▸ **About this exercise**: An exact copy of all the data below is needed.

[Natural-language object grounding data]
───
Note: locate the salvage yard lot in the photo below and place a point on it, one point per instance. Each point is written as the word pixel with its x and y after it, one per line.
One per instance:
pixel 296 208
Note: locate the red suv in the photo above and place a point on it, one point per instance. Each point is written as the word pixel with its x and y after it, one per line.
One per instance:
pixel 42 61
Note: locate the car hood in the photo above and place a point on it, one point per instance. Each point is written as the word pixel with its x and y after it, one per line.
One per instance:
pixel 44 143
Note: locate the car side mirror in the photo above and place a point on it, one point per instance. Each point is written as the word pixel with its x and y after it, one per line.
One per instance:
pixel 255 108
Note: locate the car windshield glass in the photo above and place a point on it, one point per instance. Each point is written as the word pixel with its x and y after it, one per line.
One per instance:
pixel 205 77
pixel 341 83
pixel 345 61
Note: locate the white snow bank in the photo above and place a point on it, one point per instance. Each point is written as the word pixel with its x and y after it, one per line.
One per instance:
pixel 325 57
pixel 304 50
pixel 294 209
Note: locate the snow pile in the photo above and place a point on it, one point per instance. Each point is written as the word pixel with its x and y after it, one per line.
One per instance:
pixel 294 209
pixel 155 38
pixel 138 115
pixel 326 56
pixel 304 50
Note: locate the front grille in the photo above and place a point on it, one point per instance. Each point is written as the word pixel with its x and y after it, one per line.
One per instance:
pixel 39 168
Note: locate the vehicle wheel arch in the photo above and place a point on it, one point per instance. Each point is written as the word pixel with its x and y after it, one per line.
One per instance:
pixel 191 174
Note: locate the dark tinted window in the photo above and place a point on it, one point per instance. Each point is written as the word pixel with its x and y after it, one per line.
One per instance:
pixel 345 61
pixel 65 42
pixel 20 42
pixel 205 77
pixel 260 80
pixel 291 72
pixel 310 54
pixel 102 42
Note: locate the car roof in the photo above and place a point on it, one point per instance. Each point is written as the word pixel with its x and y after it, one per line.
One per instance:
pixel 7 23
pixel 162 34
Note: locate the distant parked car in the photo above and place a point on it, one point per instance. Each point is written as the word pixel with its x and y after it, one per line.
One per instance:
───
▸ **Written response**:
Note: locate the salvage yard lot in the photo below and place a point on it, one point per instance. Each point is written as the word pixel with its x and y after it, one per line.
One per instance:
pixel 296 208
Note: locate the red suv in the photo above and place a point on it, one point per instance. Each point is written as the word pixel with its x and y after it, one per line.
One per instance:
pixel 42 61
Note: locate the car hood in the photo above and place a point on it, one point per instance. Each point is written as the word pixel with its x and y after it, one per line.
One per instance:
pixel 44 143
Note: locate the car side mirror in the photo above and place a point on it, one point per instance. Each point is written as the word pixel with its x and y after it, one per line.
One per instance:
pixel 255 108
Note: locate the car windshield glass in the photo above and place a point on it, one point per instance. Each point is written as the word pixel with its x and y after it, one per line.
One per instance:
pixel 205 77
pixel 341 83
pixel 345 61
Note: locate the white snow bank in the photo above and place a point on it, one point per instance. Each point is written as the word pixel with its x and y after it, one per line.
One per instance:
pixel 325 57
pixel 304 50
pixel 294 209
Note: locate the snow pile in the photo above and place a point on it, one point per instance. Each point is written as the word pixel with its x and y after it, one per line.
One per instance:
pixel 294 209
pixel 155 38
pixel 138 115
pixel 326 56
pixel 304 50
Note: locate the front grille in the photo above and place a point on it, one point per instance. Each point is written as the word pixel with its x and y after it, one per line.
One per instance:
pixel 39 168
Note: locate the vehicle wheel arch in the photo above and place a point on it, one point per instance. Each point is written as the word pixel with its x and y after it, one per line.
One per instance:
pixel 191 174
Note: locate the dark tinted window in the photo above and place a point on it, one point per instance. Each point is written as the word pixel with its x and y after it, one per line.
One per instance:
pixel 345 61
pixel 65 42
pixel 20 42
pixel 205 77
pixel 260 80
pixel 291 72
pixel 310 54
pixel 102 42
Note: locate the car roof in the photo above and place a point on it, one point per instance. Each point is written as the word pixel with its x and y after it, one per line.
One per instance:
pixel 7 23
pixel 162 34
Note: locate the distant parked car in the photo above and place a point on it, one point per instance. Each point is written as the word pixel with its x and y after it, one per line.
One per instance:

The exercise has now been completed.